#### Task 1:
Count the lines in the entries below that contain the string "flowers", with case counting, and reply with the number alone.

#### Selected text:
===

- Catholic Common Ground Initiative - https://catholiccommonground.org -

Response to the 2004 Murnion Lecture

delivered by Mary Ann Glendon
Harvard Law School
June 25, 2004

Online at NCR Online: Full text of John Allen’s 2004 Murnion Lecture [1]

Mary Ann Glendon
Mary Ann GlendonWhen I learned that Jon Allen would be delivering this year’s Common Ground lecture, I was delighted, for as a longtime reader of his columns, I knew we would be given real substance to ponder. Mr. Allen has more than fulfilled that expectation with an important reflection that deserves to be widely read and circulated.

I was also enthusiastic about the topic, “Common Ground in a Global Key,” and the invitation to think about whether an international perspective could yield any useful lessons for the Common Ground Initiative here in the United States.

Jon Allen’s talk suggests that there are indeed a number of ways in which U.S. Catholics could benefit from broadening our horizons. I particularly appreciate that he based his reflections on his personal experiences as a journalist covering the Vatican. Taking my cue from him, I would like to support his conclusions with some observations based on my own experiences working with Catholics from other countries.

In my case, those experiences go back to the Pleistocene Age when I was a law student at the University of Chicago and living in International House, a residence for foreign students and Americans engaged in international studies. One evening, many of us Catholics attended a talk on the idea of a universal Church. The Jesuit speaker began by noting the vast cultural differences among people who had been baptized into a single faith. For example, he said, your average Irish Catholic can easily summon up a vision of himself burning in Hell forever, while your average Italian thinks God would never be mean enough to do that to him personally. The thrust of the talk was twofold: we should be cautious about confusing custom with doctrine, and we should rejoice that the Church’s relatively small body of core teachings can be brought to life in different cultures in a legitimate variety of ways.

The extent of that variety has been brought home to me vividly in my professional life as a legal comparatist, and in my volunteer work for the Holy See, most of which involves collaboration with women and men from developing countries. So I thought it might be useful to supplement Jon Allen’s remarks with a brief account of the kinds of issues that arise in interactions with Catholics from Africa, Asia, Latin America and the Middle East. In my experience, those interactions have been dominated by two concerns: poverty and religious persecution.

At the U. N.’s Beijing Conference in 1994, it was the women on the Holy See delegation from Africa, Asia and Latin America who helped the rest of us to see that one of the chief defects of the draft platform was its devotion to first-world concerns–and a corresponding deafness to the points of view of the poorest women in the world.

===

#### Supplied material:

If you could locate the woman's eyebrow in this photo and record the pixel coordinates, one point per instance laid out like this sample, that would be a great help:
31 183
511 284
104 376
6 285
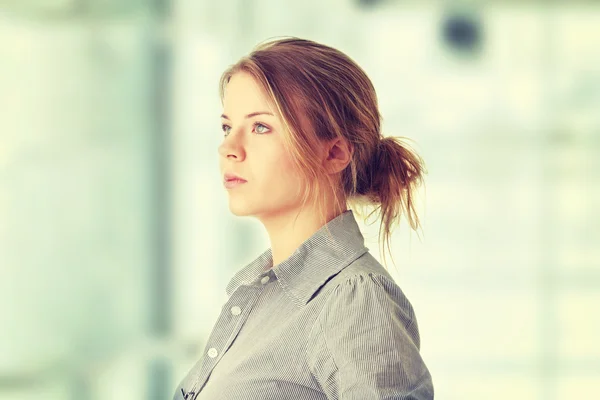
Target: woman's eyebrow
254 114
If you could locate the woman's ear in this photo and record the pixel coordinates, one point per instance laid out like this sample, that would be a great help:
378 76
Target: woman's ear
338 154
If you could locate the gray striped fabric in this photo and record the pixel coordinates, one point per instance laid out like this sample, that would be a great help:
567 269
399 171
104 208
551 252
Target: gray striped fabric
329 322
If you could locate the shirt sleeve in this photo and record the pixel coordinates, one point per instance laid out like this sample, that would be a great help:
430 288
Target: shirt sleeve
365 343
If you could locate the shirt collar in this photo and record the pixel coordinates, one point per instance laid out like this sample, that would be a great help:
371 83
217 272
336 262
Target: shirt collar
312 264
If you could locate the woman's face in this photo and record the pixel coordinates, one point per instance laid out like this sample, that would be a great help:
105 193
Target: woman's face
253 149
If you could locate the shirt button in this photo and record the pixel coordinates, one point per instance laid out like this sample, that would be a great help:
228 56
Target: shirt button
212 353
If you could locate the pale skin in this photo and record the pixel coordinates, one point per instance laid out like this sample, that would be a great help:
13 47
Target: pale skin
253 149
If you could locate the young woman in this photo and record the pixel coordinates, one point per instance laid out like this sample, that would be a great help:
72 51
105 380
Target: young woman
315 316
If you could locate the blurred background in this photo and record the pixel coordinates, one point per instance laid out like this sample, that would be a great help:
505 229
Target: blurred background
116 241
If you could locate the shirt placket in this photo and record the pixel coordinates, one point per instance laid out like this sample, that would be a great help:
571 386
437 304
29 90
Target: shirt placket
234 314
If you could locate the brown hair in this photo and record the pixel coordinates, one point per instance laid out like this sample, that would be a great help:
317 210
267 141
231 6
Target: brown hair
322 94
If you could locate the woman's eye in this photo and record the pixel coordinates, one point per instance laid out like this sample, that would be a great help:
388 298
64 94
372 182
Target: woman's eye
258 126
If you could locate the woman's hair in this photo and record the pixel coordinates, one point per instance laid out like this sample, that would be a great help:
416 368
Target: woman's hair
322 94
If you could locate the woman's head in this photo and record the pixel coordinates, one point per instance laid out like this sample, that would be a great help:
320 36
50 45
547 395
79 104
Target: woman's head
329 148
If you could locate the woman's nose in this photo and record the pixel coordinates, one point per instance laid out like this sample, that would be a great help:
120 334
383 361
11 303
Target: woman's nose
231 147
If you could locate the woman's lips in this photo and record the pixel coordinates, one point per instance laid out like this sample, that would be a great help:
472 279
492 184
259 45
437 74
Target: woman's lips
233 183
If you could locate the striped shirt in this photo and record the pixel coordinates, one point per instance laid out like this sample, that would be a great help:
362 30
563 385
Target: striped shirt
329 322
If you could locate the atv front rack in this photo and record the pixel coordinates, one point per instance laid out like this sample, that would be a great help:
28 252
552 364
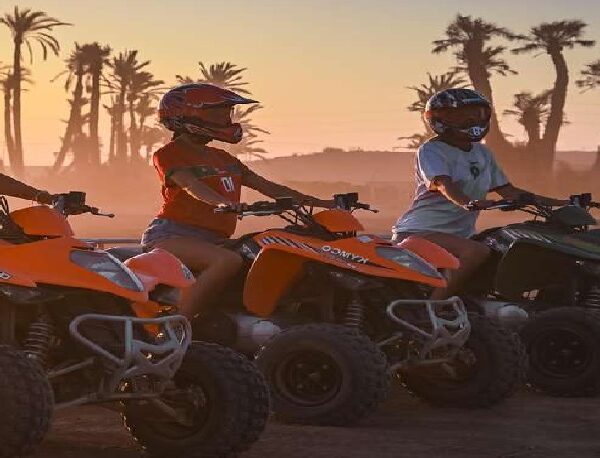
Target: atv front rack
451 333
159 360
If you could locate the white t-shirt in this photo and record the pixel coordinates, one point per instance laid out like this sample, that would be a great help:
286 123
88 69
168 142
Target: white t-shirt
476 173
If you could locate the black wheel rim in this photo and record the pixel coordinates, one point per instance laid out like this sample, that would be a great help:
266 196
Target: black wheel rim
561 353
308 378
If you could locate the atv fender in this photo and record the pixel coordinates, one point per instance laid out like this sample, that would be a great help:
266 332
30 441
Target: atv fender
430 252
273 272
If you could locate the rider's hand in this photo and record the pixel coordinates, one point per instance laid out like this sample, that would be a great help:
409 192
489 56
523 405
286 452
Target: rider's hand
44 197
324 203
482 204
232 207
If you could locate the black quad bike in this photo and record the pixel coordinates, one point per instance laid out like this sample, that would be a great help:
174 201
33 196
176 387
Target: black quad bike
330 313
550 267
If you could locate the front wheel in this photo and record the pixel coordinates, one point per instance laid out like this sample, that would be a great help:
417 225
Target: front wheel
564 351
26 400
488 369
323 374
223 404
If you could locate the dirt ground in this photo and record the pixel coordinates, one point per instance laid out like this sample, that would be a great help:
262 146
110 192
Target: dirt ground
526 426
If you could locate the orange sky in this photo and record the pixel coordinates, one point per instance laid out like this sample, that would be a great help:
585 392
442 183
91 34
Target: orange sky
329 73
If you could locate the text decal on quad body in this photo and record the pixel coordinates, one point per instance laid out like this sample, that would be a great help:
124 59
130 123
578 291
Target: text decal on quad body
345 255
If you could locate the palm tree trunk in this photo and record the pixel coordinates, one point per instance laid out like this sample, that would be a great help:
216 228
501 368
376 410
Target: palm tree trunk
17 163
557 99
95 158
74 127
113 129
531 123
10 145
481 82
134 146
120 134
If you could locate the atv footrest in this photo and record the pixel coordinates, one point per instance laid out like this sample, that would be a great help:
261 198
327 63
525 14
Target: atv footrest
160 359
444 331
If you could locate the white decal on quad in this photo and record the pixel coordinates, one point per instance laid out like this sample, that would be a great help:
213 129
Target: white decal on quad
346 255
228 184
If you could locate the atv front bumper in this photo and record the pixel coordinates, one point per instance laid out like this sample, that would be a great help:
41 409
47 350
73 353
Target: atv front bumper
448 325
156 359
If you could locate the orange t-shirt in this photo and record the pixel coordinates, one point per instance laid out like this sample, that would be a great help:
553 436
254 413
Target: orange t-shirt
216 168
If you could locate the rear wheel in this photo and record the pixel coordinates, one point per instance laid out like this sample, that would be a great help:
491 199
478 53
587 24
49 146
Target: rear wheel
26 400
564 351
488 369
324 374
222 398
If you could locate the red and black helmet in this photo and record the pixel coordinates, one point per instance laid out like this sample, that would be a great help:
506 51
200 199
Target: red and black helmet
190 108
461 111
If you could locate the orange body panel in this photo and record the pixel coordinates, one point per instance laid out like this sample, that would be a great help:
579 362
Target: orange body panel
430 252
159 266
42 220
48 262
271 275
153 268
338 221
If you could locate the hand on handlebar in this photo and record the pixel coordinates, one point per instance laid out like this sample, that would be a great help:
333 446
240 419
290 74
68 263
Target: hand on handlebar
231 207
482 204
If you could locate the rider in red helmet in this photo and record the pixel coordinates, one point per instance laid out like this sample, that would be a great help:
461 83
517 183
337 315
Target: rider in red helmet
197 178
454 174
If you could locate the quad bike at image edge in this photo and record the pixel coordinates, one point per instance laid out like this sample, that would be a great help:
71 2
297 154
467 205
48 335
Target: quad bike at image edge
331 313
549 266
69 336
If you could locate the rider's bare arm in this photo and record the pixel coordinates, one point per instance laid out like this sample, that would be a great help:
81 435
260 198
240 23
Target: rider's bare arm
187 181
512 192
15 188
274 190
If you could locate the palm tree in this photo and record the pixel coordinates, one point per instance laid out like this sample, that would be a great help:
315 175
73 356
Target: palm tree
95 57
75 71
142 88
27 26
123 68
553 38
6 81
433 85
112 114
531 112
222 74
470 37
591 77
7 85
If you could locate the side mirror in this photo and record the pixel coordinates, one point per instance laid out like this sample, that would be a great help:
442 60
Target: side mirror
285 203
346 201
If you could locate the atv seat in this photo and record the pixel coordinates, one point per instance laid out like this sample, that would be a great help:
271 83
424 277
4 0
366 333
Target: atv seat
124 253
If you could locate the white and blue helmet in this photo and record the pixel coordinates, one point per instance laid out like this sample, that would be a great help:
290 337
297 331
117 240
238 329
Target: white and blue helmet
462 111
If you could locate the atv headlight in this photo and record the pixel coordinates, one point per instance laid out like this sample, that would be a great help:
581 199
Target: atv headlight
108 267
409 260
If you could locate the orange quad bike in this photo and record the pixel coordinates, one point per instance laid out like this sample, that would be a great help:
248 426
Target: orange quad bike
69 336
330 313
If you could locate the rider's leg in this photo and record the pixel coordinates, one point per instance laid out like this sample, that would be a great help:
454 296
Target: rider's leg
215 264
470 253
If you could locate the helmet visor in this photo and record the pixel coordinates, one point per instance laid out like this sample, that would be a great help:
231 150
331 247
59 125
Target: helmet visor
465 116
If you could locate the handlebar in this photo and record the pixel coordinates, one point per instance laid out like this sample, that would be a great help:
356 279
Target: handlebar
73 203
348 202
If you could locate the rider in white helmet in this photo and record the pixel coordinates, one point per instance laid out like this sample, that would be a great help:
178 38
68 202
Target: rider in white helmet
454 174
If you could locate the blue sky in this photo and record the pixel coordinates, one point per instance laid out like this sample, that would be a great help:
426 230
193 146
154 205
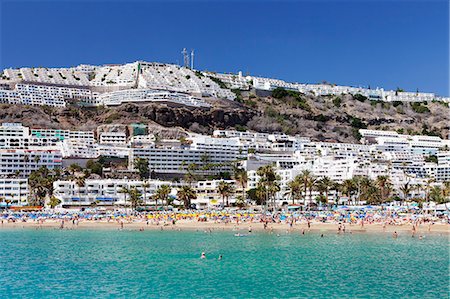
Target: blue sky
378 43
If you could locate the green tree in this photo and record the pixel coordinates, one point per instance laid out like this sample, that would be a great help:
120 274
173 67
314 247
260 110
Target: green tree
241 177
162 194
225 190
323 186
186 194
53 202
143 168
268 181
135 197
384 184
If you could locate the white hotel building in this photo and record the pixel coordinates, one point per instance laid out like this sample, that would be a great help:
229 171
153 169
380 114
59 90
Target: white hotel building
221 152
13 190
208 195
22 162
104 192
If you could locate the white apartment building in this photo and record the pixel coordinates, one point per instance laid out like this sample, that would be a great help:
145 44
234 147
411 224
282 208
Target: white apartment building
13 190
208 195
22 162
79 148
211 155
63 134
14 135
149 95
113 138
106 192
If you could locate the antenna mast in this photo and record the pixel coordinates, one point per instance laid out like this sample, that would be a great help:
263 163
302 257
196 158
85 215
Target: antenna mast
185 58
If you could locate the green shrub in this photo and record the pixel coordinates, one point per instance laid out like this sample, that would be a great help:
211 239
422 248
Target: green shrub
360 97
357 123
337 102
419 108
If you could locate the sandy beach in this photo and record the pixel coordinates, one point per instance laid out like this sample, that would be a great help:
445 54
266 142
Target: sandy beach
441 228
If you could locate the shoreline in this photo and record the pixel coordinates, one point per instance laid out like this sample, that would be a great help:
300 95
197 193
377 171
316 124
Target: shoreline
181 225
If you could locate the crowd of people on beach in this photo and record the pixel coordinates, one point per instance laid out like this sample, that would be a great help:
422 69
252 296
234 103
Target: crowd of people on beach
165 218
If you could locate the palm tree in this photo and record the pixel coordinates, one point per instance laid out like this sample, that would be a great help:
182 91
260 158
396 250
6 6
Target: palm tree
311 185
162 193
429 182
145 186
304 177
323 186
446 189
405 189
125 192
80 182
240 175
268 180
347 187
135 197
225 189
294 189
186 194
383 183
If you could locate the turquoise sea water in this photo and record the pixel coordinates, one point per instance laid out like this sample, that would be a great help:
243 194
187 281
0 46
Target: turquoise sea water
154 264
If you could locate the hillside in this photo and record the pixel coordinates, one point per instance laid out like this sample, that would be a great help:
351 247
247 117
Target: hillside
323 118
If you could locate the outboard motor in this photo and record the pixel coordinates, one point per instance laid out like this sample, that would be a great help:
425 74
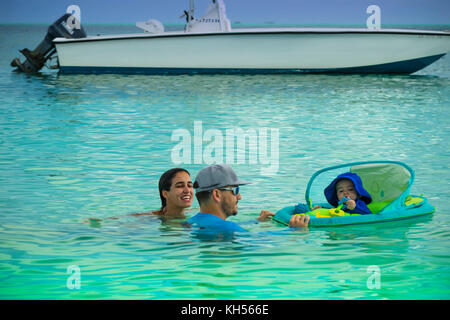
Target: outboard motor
37 58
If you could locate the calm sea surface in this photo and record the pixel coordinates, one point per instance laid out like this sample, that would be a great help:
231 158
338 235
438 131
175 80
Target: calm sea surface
74 147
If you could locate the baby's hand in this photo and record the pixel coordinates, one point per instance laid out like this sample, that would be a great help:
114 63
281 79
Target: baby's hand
265 214
299 220
351 204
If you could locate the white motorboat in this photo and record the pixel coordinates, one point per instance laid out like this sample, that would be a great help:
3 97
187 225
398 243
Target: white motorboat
210 45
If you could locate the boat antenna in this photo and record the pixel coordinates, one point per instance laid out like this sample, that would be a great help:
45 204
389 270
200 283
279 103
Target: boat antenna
191 10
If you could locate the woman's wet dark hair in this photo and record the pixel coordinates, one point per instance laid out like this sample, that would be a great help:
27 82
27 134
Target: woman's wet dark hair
165 182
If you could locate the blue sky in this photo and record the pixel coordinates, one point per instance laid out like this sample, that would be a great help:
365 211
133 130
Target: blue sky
245 11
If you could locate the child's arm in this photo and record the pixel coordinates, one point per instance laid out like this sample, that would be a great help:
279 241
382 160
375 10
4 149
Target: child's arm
264 215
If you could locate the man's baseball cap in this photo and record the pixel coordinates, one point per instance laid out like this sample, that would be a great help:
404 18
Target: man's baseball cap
216 176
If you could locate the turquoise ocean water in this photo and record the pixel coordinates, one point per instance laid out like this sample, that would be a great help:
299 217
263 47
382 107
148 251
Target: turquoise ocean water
79 146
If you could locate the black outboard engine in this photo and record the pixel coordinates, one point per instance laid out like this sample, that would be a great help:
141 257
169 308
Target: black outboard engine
37 58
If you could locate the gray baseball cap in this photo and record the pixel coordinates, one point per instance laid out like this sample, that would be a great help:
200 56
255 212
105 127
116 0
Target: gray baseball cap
216 176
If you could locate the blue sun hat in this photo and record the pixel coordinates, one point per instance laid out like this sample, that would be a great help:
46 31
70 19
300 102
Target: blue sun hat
330 191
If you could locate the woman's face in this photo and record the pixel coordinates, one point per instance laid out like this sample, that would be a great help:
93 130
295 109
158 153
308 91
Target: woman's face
181 193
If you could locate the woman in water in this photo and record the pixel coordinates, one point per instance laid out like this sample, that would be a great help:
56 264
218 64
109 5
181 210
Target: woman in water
176 193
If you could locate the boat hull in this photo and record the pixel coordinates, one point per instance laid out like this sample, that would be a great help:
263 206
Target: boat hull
291 51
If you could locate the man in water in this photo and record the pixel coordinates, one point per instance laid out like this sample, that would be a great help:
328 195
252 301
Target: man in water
217 191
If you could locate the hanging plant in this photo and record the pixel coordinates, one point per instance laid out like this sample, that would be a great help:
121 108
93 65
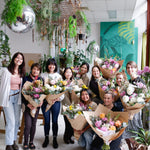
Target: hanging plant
13 9
83 19
72 25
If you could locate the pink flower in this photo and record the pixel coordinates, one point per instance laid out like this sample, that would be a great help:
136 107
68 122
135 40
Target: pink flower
52 82
104 129
36 95
98 123
104 87
37 89
104 119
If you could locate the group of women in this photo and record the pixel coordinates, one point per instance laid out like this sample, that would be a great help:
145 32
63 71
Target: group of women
12 80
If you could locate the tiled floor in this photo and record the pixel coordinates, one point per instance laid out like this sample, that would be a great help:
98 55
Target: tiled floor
39 138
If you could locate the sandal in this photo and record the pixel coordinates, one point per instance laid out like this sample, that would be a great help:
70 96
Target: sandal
31 146
25 147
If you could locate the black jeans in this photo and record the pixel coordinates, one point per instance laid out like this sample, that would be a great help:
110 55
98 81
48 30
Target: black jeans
68 129
30 125
55 109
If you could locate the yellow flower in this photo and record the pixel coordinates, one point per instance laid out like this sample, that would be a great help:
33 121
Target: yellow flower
112 128
70 107
84 86
79 112
102 115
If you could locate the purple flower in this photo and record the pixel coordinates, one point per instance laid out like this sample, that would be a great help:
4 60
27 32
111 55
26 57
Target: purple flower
98 123
104 87
36 95
104 129
146 69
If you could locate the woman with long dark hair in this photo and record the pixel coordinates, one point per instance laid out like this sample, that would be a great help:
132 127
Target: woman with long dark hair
10 98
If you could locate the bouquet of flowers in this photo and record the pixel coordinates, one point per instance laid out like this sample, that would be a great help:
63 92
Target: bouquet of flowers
34 93
110 67
107 124
74 114
106 85
145 74
54 89
134 97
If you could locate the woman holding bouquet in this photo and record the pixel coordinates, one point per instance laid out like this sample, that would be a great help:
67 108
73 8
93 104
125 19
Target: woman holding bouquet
68 76
136 123
94 83
30 122
98 142
10 98
87 133
51 68
84 69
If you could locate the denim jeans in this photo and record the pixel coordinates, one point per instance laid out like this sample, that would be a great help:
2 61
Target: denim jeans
55 109
12 114
86 139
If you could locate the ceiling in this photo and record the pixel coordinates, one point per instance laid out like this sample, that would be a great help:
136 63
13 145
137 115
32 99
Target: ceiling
113 10
109 10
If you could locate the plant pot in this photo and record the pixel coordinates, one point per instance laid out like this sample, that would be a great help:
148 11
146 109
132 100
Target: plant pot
81 36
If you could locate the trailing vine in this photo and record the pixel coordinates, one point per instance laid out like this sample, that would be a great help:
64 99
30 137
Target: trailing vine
13 9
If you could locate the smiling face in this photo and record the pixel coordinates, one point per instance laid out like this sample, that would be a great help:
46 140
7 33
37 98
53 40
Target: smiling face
95 72
18 60
131 70
85 96
119 79
68 74
35 71
83 69
108 100
51 68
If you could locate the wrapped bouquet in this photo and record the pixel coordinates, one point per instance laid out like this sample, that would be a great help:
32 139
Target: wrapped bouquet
54 89
109 67
134 97
74 114
106 85
34 93
107 124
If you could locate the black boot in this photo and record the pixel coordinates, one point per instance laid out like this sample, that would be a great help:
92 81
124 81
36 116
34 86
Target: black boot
55 144
15 146
46 142
9 147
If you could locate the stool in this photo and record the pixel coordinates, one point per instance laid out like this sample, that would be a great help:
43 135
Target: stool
20 133
2 111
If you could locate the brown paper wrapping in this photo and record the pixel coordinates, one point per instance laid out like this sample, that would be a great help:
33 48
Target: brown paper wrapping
51 97
108 73
132 110
102 93
78 123
29 98
101 109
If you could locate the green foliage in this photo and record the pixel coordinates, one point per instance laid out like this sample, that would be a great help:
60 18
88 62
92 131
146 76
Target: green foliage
142 136
43 61
83 18
13 9
4 46
72 25
79 57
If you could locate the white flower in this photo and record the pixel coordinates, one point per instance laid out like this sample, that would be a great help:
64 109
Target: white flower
140 100
130 90
125 98
47 86
116 65
132 100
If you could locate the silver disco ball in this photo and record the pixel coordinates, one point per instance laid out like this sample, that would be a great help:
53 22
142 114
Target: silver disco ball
25 22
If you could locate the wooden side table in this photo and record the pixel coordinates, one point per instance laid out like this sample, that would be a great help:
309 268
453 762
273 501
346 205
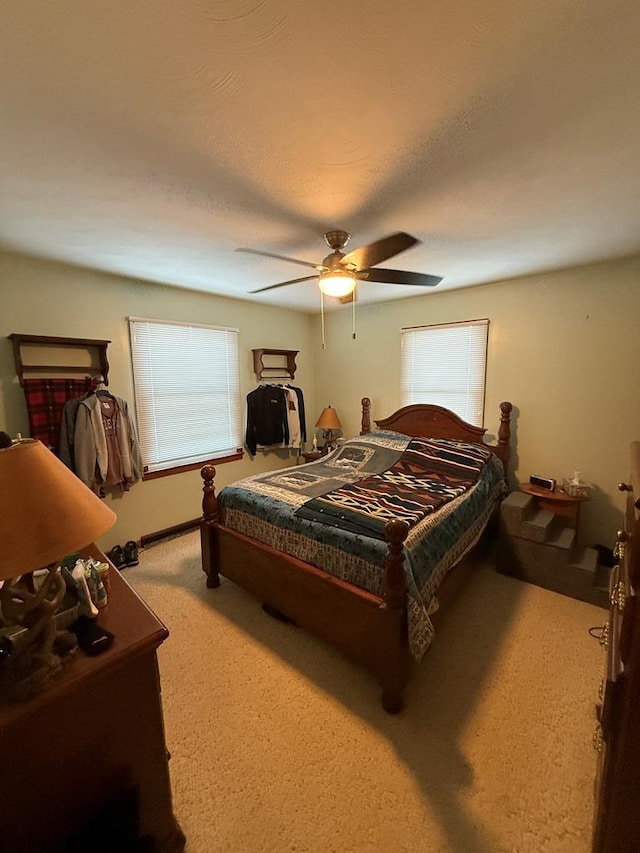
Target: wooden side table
558 502
85 761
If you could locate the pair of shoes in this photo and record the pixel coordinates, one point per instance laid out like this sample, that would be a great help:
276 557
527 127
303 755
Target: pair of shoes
131 553
124 557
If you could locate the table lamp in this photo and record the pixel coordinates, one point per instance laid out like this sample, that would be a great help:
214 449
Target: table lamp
46 513
328 422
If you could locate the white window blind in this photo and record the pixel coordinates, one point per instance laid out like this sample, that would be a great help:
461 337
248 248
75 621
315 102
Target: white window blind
187 387
446 365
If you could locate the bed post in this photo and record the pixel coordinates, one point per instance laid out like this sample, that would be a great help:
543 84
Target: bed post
504 433
208 528
394 661
365 425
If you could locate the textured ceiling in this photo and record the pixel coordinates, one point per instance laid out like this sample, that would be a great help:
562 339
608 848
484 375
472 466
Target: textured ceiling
152 138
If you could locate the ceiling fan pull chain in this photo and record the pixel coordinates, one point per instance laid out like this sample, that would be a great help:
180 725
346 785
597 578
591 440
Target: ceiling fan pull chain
353 314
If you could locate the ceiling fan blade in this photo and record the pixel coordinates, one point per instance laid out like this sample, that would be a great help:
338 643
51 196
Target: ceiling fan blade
416 279
282 258
283 283
380 250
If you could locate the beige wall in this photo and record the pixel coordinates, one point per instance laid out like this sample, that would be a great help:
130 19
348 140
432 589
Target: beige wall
44 298
563 348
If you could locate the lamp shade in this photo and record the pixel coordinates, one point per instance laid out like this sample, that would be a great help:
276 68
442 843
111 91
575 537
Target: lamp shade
46 512
329 419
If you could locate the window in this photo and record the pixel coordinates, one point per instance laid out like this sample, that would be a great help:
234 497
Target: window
446 365
187 388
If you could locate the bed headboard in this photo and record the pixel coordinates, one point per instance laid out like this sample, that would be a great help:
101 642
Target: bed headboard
429 421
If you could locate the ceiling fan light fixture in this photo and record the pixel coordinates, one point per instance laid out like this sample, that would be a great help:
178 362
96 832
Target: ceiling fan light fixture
337 283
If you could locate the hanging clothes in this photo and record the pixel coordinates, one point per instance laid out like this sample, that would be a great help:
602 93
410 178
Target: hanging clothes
293 418
275 418
45 399
106 449
267 418
301 412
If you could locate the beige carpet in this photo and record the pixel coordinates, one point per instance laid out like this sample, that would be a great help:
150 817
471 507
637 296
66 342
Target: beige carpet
279 744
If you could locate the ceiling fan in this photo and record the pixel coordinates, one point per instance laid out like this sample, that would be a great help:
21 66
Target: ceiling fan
339 273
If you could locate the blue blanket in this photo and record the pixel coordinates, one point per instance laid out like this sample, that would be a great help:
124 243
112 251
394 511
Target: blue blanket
267 507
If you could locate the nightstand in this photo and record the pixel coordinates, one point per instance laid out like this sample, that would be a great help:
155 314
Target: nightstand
558 502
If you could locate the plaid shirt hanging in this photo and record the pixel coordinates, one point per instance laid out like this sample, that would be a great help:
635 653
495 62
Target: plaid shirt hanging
45 400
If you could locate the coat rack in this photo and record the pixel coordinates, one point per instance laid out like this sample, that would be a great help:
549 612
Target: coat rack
282 363
23 344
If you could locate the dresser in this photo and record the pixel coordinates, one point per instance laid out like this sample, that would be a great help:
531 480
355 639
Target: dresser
617 737
84 763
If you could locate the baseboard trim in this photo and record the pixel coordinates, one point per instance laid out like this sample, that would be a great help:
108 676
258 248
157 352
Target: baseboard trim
169 532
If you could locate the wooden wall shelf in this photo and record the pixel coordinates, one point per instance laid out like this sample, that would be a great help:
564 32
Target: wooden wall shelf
279 363
42 346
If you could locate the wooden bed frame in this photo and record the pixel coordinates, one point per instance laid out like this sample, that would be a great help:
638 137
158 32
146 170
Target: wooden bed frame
369 628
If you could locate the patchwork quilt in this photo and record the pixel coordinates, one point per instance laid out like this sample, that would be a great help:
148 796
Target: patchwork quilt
331 513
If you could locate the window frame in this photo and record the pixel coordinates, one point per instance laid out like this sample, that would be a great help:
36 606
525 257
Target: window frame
212 457
481 355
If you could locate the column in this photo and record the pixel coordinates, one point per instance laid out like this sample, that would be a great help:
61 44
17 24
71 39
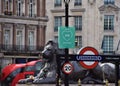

===

#### Task 2:
According to the response to the 2004 Murnion Lecture, which two concerns have dominated the speaker's interactions with Catholics from Africa, Asia, Latin America and the Middle East?

#### Written solution 1:
2

#### Written solution 2:
Poverty and religious persecution.